## Exercise description
What's wanted is a faithful retyping of every entry, pictures excluded.

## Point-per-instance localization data
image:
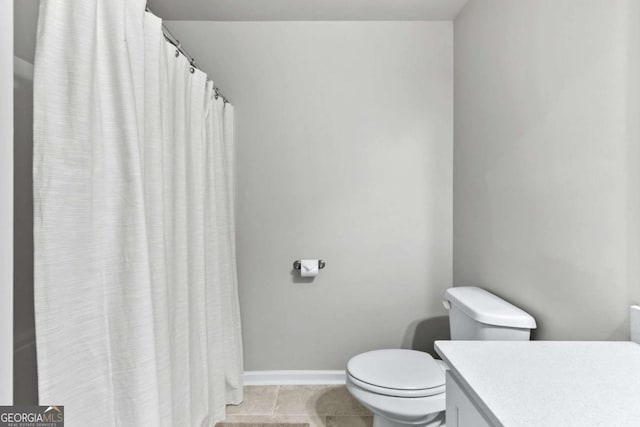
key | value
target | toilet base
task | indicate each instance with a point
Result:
(438, 421)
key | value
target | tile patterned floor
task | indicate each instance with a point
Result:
(318, 405)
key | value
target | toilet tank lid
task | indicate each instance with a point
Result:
(489, 309)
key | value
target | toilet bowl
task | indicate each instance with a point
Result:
(406, 387)
(400, 387)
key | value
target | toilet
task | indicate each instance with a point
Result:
(407, 387)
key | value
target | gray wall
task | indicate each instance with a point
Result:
(25, 386)
(546, 159)
(25, 369)
(6, 204)
(344, 143)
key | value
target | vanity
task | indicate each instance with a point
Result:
(542, 383)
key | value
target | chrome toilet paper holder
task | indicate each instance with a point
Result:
(297, 265)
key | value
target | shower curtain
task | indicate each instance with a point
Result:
(137, 317)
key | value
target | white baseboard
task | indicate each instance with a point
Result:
(635, 323)
(293, 377)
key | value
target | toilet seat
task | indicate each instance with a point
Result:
(397, 373)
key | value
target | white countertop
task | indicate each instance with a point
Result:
(550, 383)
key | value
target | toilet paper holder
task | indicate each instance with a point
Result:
(297, 265)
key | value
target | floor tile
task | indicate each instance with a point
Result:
(321, 400)
(349, 421)
(258, 400)
(314, 421)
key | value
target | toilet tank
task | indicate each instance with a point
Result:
(476, 314)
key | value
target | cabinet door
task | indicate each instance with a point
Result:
(461, 411)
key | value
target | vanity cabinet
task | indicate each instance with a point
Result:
(461, 410)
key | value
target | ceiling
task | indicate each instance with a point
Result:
(306, 10)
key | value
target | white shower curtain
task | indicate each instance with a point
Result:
(137, 317)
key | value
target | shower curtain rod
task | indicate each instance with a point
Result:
(176, 43)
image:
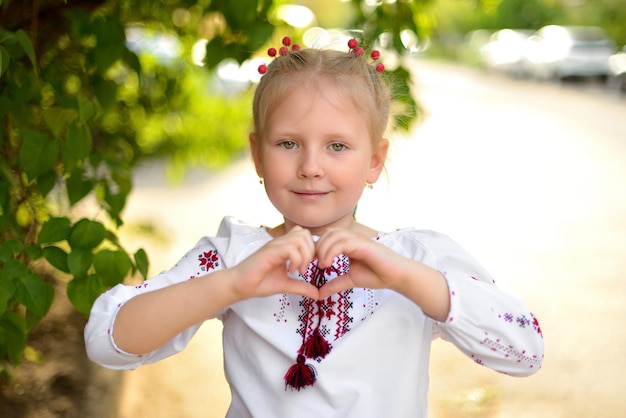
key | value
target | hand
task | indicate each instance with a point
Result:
(264, 273)
(372, 265)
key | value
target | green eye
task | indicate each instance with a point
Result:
(288, 144)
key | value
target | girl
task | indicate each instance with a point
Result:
(323, 316)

## Answer for this exercise
image:
key | value
target | toilet base
task | indicate each instance with a point
Result:
(438, 421)
key | value
target | tile patterned floor
task | indicate each instance with a point
Result:
(318, 405)
key | value
target | toilet tank lid
task | indicate each instance with a point
Result:
(489, 309)
key | value
target | toilet bowl
task | indicate each instance with a point
Result:
(406, 387)
(400, 387)
key | value
target | toilet
task | indicate each instance with a point
Result:
(407, 387)
key | value
target | gray wall
task | indicate each instance with a point
Result:
(25, 386)
(546, 159)
(25, 369)
(6, 204)
(344, 143)
key | value
target | vanity
task | indicate each instance with a point
Result:
(542, 383)
key | value
target | chrome toilet paper holder
task | indicate each instance with a point
Result:
(297, 265)
key | value
target | shower curtain
task | indicate each instance with a point
Result:
(137, 317)
key | value
target | white baseboard
task | indicate each instance with a point
Result:
(635, 323)
(293, 377)
key | value
target | toilet seat
task | indicate each instance with a point
Result:
(397, 373)
key | value
target | white countertop
task | indicate each instance with a point
Result:
(550, 383)
key | value
target | toilet paper holder
task | indicate each instance with a point
Result:
(297, 265)
key | value
target | floor tile
task | indicate each instance with a point
Result:
(321, 400)
(349, 421)
(258, 400)
(314, 421)
key | value
target | toilet tank
task | indicate each instance with a point
Result:
(476, 314)
key | value
target | cabinet door
task | indicate each instance with a point
Result:
(461, 411)
key | value
target | vanity cabinet
task | indicate each instance with a point
Result:
(461, 410)
key | value
target | ceiling
task | indicate each instance with a point
Result:
(306, 10)
key | value
target | white shower curtain
task | indicate each instance with a point
Result:
(137, 317)
key | value
target | shower curtain rod
task | indicate each instance with a point
Result:
(176, 43)
image:
key | value
target | hand
task | indicate each instance with a point
Result:
(264, 273)
(372, 265)
key | value
target | green eye
task | indicate each instance with a point
Result:
(288, 144)
key | value
target | girl
task | indicate each instance with a point
Result:
(323, 316)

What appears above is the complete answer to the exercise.